【论文推荐】最新八篇强化学习相关论文—残差网络、QMIX、元学习、动态速率分配、分层强化学习、抽象概况、快速物体检测、SOM

2018 年 4 月 3 日 专知 专知内容组

【导读】专知内容组整理了最近八篇强化学习(Reinforcement learning)相关文章,为大家进行介绍,欢迎查看!


1.BlockDrop: Dynamic Inference Paths in Residual Networks(BlockDrop:残差网络中的动态推断路径)




作者Zuxuan Wu,Tushar Nagarajan,Abhishek Kumar,Steven Rennie,Larry S. Davis,Kristen Grauman,Rogerio Feris

摘要Very deep convolutional neural networks offer excellent recognition results, yet their computational expense limits their impact for many real-world applications. We introduce BlockDrop, an approach that learns to dynamically choose which layers of a deep network to execute during inference so as to best reduce total computation without degrading prediction accuracy. Exploiting the robustness of Residual Networks (ResNets) to layer dropping, our framework selects on-the-fly which residual blocks to evaluate for a given novel image. In particular, given a pretrained ResNet, we train a policy network in an associative reinforcement learning setting for the dual reward of utilizing a minimal number of blocks while preserving recognition accuracy. We conduct extensive experiments on CIFAR and ImageNet. The results provide strong quantitative and qualitative evidence that these learned policies not only accelerate inference but also encode meaningful visual information. Built upon a ResNet-101 model, our method achieves a speedup of 20\% on average, going as high as 36\% for some images, while maintaining the same 76.4\% top-1 accuracy on ImageNet.

## 提取记录
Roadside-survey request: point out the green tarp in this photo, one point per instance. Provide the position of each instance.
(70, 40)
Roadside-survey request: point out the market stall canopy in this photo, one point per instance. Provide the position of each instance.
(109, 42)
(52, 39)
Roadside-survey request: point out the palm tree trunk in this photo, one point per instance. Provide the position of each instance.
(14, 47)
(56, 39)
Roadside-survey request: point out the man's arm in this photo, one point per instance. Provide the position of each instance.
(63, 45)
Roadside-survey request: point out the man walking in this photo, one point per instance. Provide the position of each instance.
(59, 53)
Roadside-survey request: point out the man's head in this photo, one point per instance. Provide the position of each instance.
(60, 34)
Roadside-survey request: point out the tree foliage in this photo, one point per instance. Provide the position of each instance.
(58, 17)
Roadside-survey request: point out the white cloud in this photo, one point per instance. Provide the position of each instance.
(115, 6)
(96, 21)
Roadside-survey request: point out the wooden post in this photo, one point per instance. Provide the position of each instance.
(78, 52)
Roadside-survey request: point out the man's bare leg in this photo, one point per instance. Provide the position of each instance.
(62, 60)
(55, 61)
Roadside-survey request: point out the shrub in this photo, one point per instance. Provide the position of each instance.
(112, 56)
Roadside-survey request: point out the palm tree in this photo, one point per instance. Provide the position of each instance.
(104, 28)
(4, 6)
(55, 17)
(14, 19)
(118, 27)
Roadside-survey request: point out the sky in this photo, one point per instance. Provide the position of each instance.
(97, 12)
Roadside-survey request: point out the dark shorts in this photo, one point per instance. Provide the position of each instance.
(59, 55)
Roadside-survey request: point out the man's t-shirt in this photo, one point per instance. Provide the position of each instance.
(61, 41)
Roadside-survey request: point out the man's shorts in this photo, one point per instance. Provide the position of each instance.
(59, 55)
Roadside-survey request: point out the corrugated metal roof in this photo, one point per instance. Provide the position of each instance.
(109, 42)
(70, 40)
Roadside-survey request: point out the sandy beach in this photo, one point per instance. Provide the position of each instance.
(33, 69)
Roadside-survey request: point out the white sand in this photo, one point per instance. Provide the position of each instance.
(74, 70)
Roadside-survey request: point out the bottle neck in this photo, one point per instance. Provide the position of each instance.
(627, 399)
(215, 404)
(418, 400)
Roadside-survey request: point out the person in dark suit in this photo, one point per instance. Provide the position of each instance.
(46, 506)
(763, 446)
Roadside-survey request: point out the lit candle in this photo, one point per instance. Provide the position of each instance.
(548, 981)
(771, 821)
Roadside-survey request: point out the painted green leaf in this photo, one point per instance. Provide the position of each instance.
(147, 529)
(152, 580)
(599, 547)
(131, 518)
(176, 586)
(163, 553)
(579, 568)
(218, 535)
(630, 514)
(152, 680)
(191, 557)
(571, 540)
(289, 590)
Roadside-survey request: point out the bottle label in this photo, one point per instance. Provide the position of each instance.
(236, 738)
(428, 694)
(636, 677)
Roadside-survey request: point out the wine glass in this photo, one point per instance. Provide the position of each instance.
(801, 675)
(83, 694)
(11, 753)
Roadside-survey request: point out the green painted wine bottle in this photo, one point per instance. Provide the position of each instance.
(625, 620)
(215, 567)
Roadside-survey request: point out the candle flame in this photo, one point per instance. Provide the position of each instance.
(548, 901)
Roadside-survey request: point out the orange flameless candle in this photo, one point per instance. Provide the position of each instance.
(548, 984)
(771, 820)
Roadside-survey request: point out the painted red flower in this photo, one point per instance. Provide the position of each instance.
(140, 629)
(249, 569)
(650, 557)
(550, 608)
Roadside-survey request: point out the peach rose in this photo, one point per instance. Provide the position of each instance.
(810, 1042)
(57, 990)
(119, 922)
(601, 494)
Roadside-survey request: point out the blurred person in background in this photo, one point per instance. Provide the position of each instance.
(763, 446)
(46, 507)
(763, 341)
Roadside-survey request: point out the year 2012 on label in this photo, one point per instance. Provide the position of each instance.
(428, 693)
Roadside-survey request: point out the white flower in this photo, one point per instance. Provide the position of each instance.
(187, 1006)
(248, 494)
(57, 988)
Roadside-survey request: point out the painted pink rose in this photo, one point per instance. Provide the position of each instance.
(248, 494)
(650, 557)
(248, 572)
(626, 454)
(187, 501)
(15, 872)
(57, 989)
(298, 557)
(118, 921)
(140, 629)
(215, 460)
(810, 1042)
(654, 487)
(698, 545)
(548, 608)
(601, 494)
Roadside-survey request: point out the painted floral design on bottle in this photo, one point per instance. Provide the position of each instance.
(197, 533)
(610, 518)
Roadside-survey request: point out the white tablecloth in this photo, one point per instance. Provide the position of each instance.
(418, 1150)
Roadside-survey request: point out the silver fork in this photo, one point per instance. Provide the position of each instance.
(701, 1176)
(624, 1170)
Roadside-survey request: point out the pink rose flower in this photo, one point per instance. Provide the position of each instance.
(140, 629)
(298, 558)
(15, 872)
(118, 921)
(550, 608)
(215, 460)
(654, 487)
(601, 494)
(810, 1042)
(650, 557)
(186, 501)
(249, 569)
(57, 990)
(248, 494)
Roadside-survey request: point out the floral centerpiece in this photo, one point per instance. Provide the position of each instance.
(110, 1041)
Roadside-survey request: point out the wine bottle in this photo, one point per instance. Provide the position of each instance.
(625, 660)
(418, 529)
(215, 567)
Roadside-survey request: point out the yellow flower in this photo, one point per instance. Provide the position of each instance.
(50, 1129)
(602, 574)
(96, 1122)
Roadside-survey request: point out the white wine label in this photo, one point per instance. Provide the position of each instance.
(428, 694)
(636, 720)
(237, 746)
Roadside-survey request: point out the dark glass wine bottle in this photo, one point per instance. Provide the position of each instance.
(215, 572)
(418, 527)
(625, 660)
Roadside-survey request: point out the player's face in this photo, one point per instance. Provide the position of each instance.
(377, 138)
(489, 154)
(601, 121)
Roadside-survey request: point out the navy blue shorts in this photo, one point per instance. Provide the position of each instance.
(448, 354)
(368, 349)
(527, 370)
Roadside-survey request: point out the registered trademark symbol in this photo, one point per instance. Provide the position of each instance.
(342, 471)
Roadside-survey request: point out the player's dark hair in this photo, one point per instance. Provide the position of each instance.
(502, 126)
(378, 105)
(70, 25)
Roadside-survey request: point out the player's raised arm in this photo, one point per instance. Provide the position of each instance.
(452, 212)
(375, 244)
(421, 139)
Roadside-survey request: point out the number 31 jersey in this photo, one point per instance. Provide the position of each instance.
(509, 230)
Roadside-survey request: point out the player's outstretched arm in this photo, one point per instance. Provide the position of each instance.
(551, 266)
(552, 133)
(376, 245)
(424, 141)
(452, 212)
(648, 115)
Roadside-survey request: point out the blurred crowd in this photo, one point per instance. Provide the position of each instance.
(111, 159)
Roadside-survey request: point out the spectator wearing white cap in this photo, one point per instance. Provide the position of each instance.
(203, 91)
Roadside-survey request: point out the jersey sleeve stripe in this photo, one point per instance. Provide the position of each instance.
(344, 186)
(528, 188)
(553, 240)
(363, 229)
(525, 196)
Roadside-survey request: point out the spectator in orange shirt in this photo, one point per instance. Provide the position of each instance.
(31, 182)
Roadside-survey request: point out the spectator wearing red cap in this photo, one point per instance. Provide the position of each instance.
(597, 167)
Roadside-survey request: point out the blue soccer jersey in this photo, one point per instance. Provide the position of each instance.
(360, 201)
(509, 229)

## 任务说明
**A.** 请从这篇强化学习论文推荐文中一字不改地摘录一段：以含有“2018 年 4 月 3”的词句开头，到“in Residual Networks(BlockDrop:残差网络中的动态推断路径)”为止。
**B.** 数一数记录中有多少行含有字符串“wearing”，大小写须一致，只回答数字。

## 依次作答
**A.**
2018 年 4 月 3 日 专知 专知内容组

【导读】专知内容组整理了最近八篇强化学习(Reinforcement learning)相关文章,为大家进行介绍,欢迎查看!


1.BlockDrop: Dynamic Inference Paths in Residual Networks(BlockDrop:残差网络中的动态推断路径)

**B.** 2